GIVEN RECORDS
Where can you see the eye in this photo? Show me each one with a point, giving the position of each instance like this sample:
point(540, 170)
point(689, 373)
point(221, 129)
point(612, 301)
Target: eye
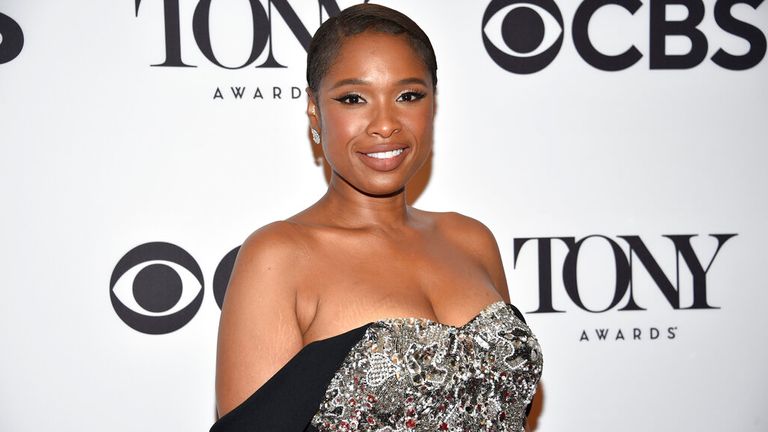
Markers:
point(410, 96)
point(351, 99)
point(156, 288)
point(522, 36)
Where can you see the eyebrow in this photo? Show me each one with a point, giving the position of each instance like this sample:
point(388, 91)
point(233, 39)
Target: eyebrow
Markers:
point(357, 81)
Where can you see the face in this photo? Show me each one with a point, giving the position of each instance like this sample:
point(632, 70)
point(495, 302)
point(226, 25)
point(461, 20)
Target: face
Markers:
point(374, 110)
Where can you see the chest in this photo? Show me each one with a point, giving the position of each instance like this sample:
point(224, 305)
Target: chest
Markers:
point(354, 281)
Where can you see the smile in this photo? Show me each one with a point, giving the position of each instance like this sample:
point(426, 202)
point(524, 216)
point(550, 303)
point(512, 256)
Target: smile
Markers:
point(385, 155)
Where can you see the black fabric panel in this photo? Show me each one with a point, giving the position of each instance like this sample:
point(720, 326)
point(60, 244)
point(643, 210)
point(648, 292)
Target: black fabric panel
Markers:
point(287, 402)
point(517, 312)
point(520, 315)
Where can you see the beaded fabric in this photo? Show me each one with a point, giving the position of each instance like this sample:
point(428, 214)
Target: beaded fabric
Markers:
point(414, 374)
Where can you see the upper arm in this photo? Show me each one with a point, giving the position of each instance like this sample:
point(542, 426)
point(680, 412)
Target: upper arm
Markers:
point(258, 328)
point(481, 243)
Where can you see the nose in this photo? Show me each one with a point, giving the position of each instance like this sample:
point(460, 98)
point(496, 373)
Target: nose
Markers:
point(385, 122)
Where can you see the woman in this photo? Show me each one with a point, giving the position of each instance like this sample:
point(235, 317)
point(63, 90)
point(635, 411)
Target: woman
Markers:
point(308, 338)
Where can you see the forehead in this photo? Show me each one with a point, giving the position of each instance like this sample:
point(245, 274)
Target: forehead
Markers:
point(375, 56)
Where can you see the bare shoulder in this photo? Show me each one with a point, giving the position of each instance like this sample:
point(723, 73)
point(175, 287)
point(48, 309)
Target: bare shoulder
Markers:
point(476, 239)
point(259, 329)
point(272, 246)
point(470, 232)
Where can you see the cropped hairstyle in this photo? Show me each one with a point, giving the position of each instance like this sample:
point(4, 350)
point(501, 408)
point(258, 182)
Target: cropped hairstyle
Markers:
point(357, 19)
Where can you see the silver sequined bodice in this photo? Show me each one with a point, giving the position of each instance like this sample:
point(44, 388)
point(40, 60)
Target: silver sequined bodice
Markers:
point(411, 374)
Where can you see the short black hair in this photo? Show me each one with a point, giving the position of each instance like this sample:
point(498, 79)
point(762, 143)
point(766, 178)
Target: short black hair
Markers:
point(357, 19)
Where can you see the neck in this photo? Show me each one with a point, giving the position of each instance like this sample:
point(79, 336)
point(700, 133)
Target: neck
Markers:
point(353, 208)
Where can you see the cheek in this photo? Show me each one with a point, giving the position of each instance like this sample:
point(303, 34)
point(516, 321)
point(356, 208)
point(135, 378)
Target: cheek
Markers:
point(340, 127)
point(420, 123)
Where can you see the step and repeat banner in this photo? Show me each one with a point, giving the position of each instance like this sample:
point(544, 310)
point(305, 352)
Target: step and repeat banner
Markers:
point(616, 148)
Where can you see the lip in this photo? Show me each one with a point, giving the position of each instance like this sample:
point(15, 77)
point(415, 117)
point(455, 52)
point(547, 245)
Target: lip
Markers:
point(383, 165)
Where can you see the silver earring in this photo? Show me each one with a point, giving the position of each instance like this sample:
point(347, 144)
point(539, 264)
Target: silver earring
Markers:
point(315, 136)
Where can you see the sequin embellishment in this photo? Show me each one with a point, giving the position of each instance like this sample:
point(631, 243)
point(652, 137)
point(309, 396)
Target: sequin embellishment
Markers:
point(411, 374)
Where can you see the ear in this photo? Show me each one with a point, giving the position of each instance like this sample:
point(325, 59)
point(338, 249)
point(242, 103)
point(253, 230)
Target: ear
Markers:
point(313, 111)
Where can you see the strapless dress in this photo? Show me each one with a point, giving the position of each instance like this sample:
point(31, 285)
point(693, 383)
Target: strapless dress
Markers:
point(403, 374)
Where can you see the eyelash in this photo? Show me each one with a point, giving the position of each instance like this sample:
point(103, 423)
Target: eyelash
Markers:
point(346, 99)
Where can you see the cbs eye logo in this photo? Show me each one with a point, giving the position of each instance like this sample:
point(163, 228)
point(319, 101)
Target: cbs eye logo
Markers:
point(157, 288)
point(522, 36)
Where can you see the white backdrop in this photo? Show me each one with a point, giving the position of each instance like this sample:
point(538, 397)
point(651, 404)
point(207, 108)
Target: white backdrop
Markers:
point(102, 152)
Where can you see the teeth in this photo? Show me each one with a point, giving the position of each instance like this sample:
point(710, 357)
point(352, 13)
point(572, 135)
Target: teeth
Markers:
point(385, 155)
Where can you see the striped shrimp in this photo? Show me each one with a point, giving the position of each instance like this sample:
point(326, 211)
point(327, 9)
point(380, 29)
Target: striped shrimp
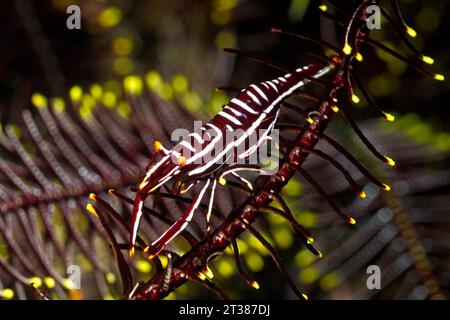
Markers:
point(255, 108)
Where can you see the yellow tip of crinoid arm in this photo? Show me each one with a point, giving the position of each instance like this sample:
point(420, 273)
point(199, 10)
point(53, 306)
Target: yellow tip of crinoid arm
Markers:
point(208, 273)
point(76, 93)
point(323, 8)
point(355, 98)
point(347, 49)
point(359, 57)
point(389, 161)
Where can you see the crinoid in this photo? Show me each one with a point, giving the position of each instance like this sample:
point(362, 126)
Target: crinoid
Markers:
point(168, 218)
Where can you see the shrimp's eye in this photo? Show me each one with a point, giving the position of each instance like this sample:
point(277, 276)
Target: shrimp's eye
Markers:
point(181, 161)
point(157, 146)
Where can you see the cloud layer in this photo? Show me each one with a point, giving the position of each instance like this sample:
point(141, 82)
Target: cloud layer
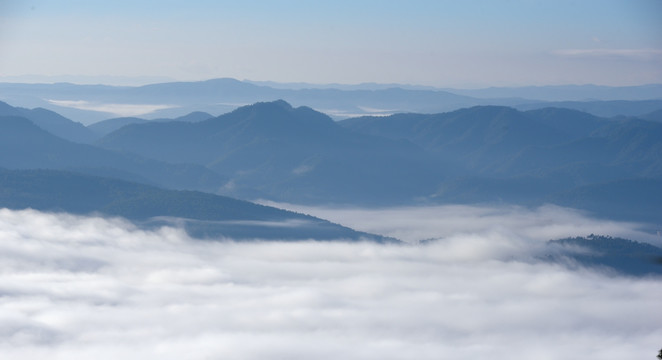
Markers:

WHAT NEEDS TO BE DONE
Look above for the line containing "point(762, 143)" and the line containing "Where can you see the cheek". Transcribe both, with the lines between them, exactly.

COMPLETED EXERCISE
point(762, 143)
point(766, 178)
Target: short black hair
Markers:
point(357, 19)
Where can you see the neck in this photo? Show me each one with a point, giving the position of each instance like this sample:
point(79, 336)
point(700, 133)
Target: neck
Markers:
point(353, 208)
Where can you see the cheek in this photo? Show me each one with a point, giving the position of each instance like this sample:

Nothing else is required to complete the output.